▸ **Work required**
Starting at the line that contains "Where can you find the blue" and continuing through the end of the records, reproduce those lines with "marker" swapped for "pin" and everything else unchanged. Omit the pictures.

>> begin Supplied material

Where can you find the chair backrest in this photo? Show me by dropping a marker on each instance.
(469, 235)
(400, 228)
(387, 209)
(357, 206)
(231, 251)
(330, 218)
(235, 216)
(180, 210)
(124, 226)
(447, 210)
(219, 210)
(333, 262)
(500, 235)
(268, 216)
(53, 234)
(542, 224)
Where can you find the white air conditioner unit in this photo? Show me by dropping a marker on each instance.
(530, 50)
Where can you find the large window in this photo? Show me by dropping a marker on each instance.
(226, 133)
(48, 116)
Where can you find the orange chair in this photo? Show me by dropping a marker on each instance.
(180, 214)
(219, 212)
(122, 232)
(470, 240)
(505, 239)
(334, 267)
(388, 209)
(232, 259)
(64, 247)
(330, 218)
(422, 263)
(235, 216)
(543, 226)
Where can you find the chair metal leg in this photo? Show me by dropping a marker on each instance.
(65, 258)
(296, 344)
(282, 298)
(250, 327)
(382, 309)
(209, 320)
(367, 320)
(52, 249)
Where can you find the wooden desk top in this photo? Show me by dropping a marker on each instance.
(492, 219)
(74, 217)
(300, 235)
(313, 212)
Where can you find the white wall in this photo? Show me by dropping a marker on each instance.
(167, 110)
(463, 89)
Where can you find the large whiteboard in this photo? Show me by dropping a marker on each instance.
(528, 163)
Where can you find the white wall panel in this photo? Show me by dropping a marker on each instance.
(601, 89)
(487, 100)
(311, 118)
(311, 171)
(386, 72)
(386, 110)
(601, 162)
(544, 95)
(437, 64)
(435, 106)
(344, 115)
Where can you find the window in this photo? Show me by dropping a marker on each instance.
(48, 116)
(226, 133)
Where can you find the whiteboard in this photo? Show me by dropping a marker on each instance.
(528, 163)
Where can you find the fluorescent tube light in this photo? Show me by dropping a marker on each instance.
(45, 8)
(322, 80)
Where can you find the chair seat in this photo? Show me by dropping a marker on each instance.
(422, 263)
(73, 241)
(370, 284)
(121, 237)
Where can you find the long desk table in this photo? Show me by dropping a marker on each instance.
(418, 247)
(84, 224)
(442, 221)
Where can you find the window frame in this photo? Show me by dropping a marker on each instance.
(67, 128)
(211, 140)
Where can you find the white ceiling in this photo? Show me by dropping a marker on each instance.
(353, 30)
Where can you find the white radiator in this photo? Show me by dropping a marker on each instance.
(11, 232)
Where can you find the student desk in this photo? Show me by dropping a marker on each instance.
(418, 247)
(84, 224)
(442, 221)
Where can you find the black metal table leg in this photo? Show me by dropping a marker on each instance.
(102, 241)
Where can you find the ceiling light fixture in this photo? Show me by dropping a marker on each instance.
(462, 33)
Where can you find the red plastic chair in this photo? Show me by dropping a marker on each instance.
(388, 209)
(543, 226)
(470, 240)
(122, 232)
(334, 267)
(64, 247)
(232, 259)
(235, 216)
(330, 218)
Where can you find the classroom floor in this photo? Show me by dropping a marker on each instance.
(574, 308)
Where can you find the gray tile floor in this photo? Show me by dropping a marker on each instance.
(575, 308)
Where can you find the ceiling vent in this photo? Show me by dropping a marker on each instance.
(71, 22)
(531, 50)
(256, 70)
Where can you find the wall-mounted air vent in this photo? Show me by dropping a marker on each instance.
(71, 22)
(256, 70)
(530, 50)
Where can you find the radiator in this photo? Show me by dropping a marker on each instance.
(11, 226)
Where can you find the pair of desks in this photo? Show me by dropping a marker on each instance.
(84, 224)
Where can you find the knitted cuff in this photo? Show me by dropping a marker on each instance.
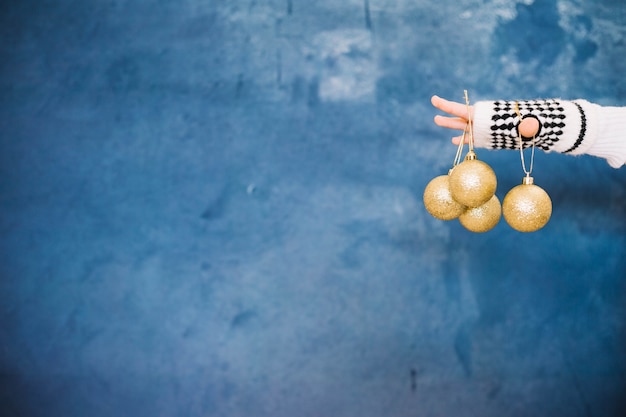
(564, 126)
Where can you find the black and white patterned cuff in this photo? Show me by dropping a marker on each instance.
(565, 126)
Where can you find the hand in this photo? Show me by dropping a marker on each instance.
(459, 116)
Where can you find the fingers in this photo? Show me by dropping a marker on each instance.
(450, 107)
(451, 122)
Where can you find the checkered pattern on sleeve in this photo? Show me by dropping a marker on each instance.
(504, 122)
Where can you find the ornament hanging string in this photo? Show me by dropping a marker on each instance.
(470, 123)
(521, 150)
(459, 150)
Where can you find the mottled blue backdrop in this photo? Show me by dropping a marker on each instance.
(214, 208)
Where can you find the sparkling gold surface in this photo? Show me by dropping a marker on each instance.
(483, 218)
(527, 208)
(472, 183)
(438, 200)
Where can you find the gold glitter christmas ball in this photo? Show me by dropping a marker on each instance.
(438, 200)
(482, 218)
(527, 207)
(472, 182)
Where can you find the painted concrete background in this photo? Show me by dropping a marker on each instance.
(213, 208)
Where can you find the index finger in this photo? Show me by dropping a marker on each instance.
(451, 107)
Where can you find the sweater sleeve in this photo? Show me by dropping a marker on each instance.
(572, 127)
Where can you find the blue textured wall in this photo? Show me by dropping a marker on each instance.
(213, 208)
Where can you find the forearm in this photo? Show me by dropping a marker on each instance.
(570, 127)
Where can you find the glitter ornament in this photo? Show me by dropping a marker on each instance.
(482, 218)
(438, 200)
(472, 182)
(527, 207)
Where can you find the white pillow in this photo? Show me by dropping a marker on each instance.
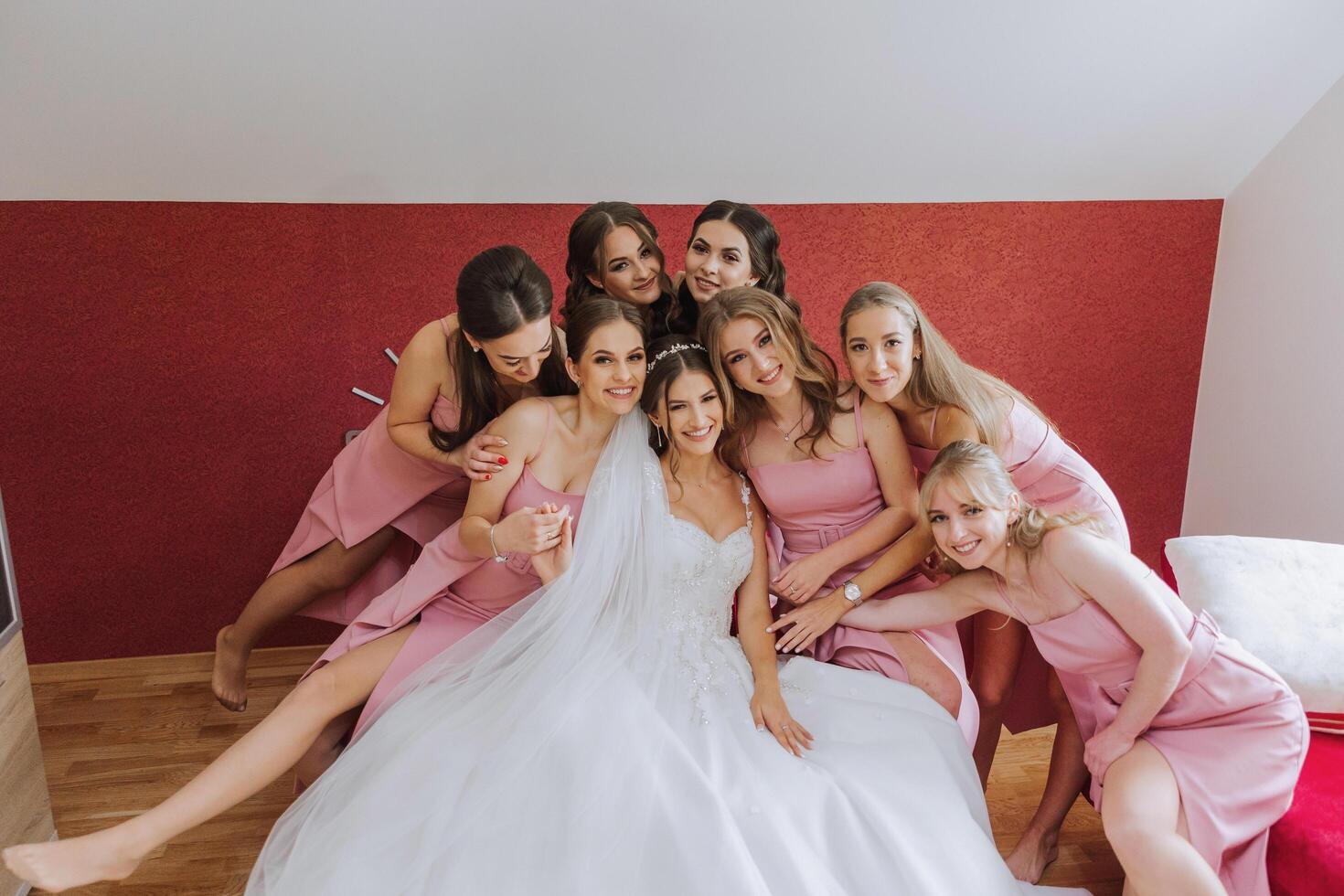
(1283, 600)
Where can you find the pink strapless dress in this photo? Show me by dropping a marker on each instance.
(1054, 477)
(817, 501)
(1232, 732)
(372, 484)
(452, 592)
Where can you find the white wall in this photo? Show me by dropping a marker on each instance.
(585, 100)
(1267, 453)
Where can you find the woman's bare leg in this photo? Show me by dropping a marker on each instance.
(1040, 844)
(925, 670)
(328, 569)
(1146, 825)
(998, 643)
(258, 758)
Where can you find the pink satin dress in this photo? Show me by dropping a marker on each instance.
(817, 501)
(1232, 732)
(1052, 477)
(452, 592)
(372, 484)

>> end Supplied material

▸ **Written answer**
Where can you find the blue textured wall in this photo? Show me by dropping a pin on each instance.
(213, 208)
Where can you find the forearm in this photo? Show me by dropping a pin on each instance.
(570, 127)
Where can you find the glitter ornament in this photo? Show me by dropping a pin on each instance.
(482, 218)
(438, 200)
(472, 182)
(527, 207)
Where can you find the white pillow in this photo? Show me by dropping a pin on each instance.
(1283, 600)
Where can you find the pink strapless dress in this photo? Show me by dropping a pin on each instance.
(1054, 477)
(817, 501)
(1232, 732)
(372, 484)
(452, 592)
Where can you find the white wall in this photo? Show me by dropping a pin on each instance.
(585, 100)
(1267, 453)
Where can you find the woman's bare leg in this photo? Show me by dropping a pin on each instance.
(1040, 844)
(925, 670)
(328, 569)
(1146, 825)
(998, 643)
(258, 758)
Where can you find the pink satin dress in this photo? Show me by dropping a pin on each instance.
(817, 501)
(1232, 732)
(1052, 477)
(452, 592)
(372, 484)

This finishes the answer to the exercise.